[START OF Quoted passage]

Demystifying the Second Law of Thermodynamics

Eigil Rischel22 Nov 2020 13:52 UTC

10 points

Thermodynamics is really weird. Most people have probably encountered a bad explanation of the basics at some point in school, but probably don’t remember more than

Energy is conserved
Entropy increases
There’s something called the ideal gas law/ideal gas equation.

Energy conservation is not very mysterious. Apart from some weirdness around defining energy in general, it’s just a thing you can prove from whatever laws of motion you’re using.

But entropy is very weird. You’ve heard that it measures “disorder” in some vague sense. Maybe you’ve heard that it’s connected to the Shannon entropy of a probability distribution $H (p) = \sum_x - p (x) ln p (x)$ . Probably the weirdest thing about it is the law it obeys: It’s not conserved, but rather it increases with time. This is more or less the only law like that in physics.

It gets even weirder when you consider that at least classical Newtonian physics is time-symmetric. Roughly speaking, this means if you have a movie of things interacting under the laws of Newton, and you play it backwards, they’re still obeying the laws of Newton. An orbiting moon just looks like it’s orbiting in the other direction, which is perfectly consistent. A stone which is falling towards earth and accelerating looks like it’s flying away from earth and decelerating—exactly as gravity is supposed to do.

But if there’s some “entropy” quality out there that only increases, then that’s obviously impossible! When you played the movie backwards, you’d be able to tell that entropy was decreasing, and if entropy always increases, some law is being violated. So what, is entropy some artefact of quantum mechanics? No, as it turns out. Entropy is an artefact of the fact that you can’t measure all the particles in the universe at once. And the fact that it seems to always increase is a consequence of the fact that matter is stable at large scales.

The points in this post are largely from E.T. Jaynes’ Macroscopic Prediction.

A proof that entropy doesn’t always increase

Let $X$ be the set of states of some physical system. Here I will assume that there is a finite number of states and time advances in discrete steps—there is some function $T : X \to X$ which steps time forward one step. We assume that these dynamics are time-reversible in the weak sense that $T$ is a bijection—every state is the future of exactly one “past” state. Let $S : X \to R$ be some function. Assume $S (x) \leq S (T x)$ - in other words, $S$ can never decrease. Then $S$ is constant, i.e $S (x) = S (T x)$ .

[END OF Quoted passage]
[START OF Supplied data]

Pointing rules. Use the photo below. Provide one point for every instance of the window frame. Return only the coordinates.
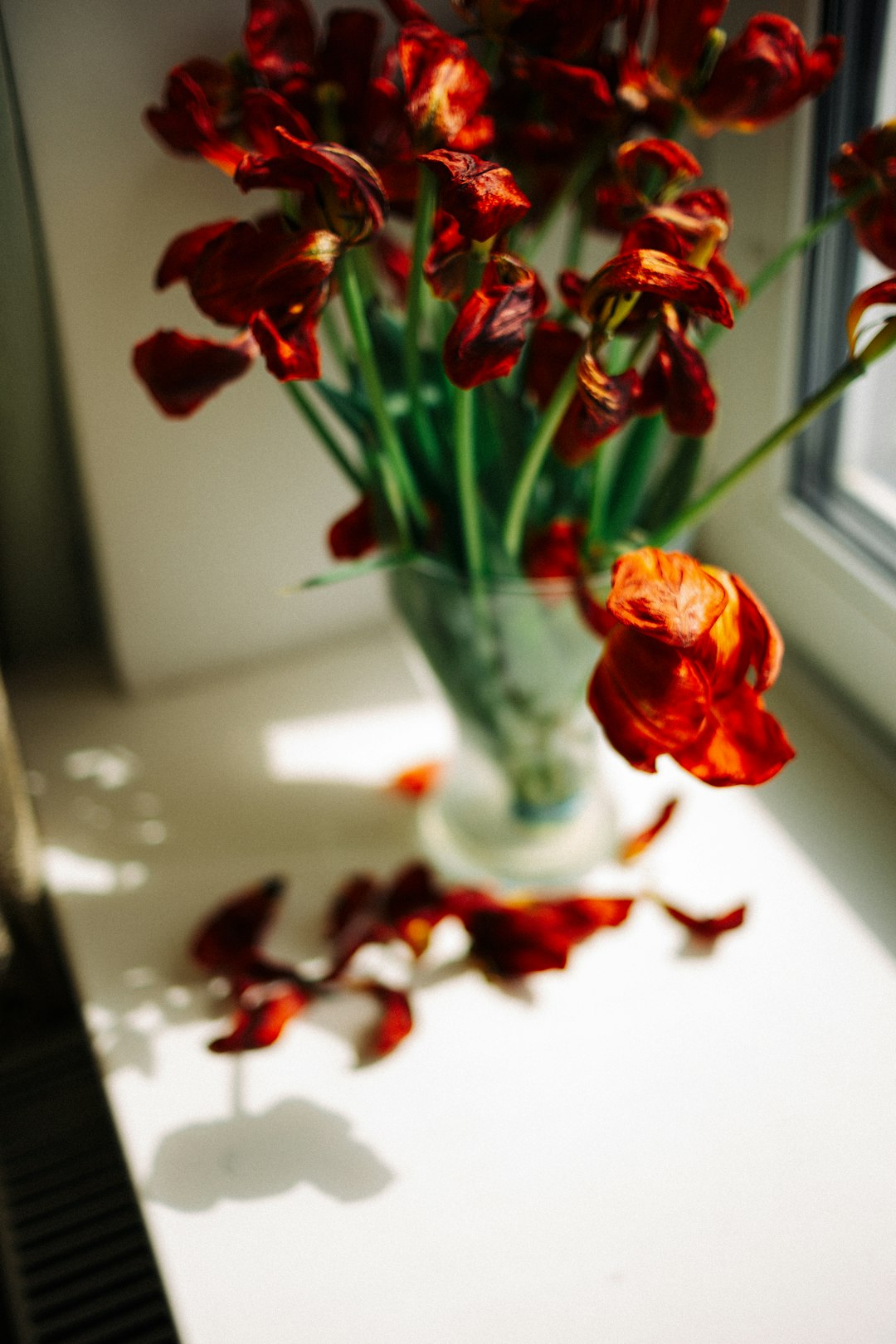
(835, 606)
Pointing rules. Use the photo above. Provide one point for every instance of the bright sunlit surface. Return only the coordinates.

[END OF Supplied data]

From the post on the second law of thermodynamics, write out the passage starting with "But entropy is" and going on through "that in physics.". The listing has no connection to the post on the second law of thermodynamics.

But entropy is very weird. You’ve heard that it measures “disorder” in some vague sense. Maybe you’ve heard that it’s connected to the Shannon entropy of a probability distribution $H (p) = \sum_x - p (x) ln p (x)$ . Probably the weirdest thing about it is the law it obeys: It’s not conserved, but rather it increases with time. This is more or less the only law like that in physics.